[START Supplied information]

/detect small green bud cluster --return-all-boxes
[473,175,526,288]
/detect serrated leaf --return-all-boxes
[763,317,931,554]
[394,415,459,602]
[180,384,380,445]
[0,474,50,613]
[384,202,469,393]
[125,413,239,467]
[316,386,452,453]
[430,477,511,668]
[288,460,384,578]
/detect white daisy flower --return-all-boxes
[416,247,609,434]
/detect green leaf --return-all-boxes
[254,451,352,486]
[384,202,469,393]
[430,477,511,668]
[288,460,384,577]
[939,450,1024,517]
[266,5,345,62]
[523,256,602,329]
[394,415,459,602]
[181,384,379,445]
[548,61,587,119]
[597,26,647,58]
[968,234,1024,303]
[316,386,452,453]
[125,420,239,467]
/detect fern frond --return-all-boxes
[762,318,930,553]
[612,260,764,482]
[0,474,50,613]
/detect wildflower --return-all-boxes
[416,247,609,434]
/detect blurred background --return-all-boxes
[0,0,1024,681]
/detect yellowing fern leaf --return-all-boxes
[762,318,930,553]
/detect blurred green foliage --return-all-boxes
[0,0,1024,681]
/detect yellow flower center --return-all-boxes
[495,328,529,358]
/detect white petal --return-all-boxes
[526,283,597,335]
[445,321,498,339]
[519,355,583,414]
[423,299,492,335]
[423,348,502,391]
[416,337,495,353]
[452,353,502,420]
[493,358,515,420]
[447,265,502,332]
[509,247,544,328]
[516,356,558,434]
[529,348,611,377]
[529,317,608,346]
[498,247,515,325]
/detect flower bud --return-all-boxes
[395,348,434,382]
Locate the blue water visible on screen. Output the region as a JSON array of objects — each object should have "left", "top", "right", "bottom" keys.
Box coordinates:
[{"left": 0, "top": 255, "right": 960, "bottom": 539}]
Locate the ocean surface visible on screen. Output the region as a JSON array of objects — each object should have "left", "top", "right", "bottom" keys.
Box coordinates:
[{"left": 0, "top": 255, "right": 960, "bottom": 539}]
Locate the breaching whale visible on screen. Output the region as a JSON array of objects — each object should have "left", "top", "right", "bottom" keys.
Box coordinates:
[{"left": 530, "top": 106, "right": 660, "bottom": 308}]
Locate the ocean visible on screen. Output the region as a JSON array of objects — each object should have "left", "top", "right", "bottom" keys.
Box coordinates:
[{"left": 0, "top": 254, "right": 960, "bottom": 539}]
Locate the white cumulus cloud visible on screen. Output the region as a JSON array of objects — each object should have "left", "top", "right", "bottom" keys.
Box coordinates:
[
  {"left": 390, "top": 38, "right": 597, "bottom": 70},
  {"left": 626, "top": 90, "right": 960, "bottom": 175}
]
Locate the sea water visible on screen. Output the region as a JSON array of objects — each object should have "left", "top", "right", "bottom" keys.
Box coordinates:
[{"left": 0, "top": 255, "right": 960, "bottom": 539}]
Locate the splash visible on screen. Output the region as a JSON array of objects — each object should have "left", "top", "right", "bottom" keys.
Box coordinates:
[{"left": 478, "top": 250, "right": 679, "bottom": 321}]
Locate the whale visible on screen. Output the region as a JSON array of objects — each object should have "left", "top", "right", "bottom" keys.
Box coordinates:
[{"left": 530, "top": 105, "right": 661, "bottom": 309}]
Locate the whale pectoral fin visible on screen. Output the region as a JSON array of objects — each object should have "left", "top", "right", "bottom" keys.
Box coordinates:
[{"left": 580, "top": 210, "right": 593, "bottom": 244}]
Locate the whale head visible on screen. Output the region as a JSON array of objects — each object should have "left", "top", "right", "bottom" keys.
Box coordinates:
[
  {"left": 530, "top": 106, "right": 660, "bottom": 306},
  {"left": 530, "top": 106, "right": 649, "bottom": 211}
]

[END Supplied information]

§ What the task asks: Copy the items word for word, beginning with their first line and ending with the line that contains "[395,348,434,382]".

§ Answer in full:
/detect small green bud cluster --return-all-boxes
[473,175,526,288]
/detect serrated leaf --return-all-boxes
[763,317,931,554]
[394,415,459,602]
[180,384,380,445]
[0,474,50,613]
[384,202,469,393]
[125,413,239,467]
[316,386,452,453]
[430,477,511,668]
[288,460,384,578]
/detect white daisy flower --return-all-boxes
[416,247,609,434]
/detect green leaf --return-all-boxes
[254,451,352,486]
[384,202,469,393]
[430,477,511,668]
[288,460,384,577]
[939,450,1024,517]
[266,5,345,62]
[523,256,602,329]
[394,415,459,602]
[181,384,379,445]
[548,61,587,119]
[597,26,647,58]
[968,234,1024,303]
[316,386,452,453]
[125,420,239,467]
/detect fern frond --return-all-boxes
[762,318,930,553]
[612,260,764,482]
[0,474,50,613]
/detect wildflower --return-all-boxes
[416,247,609,434]
/detect blurred background --return-all-boxes
[0,0,1024,681]
/detect yellowing fern leaf --return-all-boxes
[762,318,930,553]
/detect blurred green foliage --return-all-boxes
[0,0,1024,681]
/detect yellow flower center --return-all-boxes
[495,328,529,358]
/detect white petal --return-all-boxes
[526,283,597,335]
[445,321,498,339]
[519,355,583,414]
[423,299,492,335]
[423,348,502,391]
[416,337,495,353]
[452,353,502,420]
[493,358,515,420]
[447,265,502,332]
[509,247,544,328]
[516,356,558,434]
[529,348,611,377]
[529,317,608,346]
[498,247,515,325]
/detect flower bud --return-all-boxes
[395,348,434,382]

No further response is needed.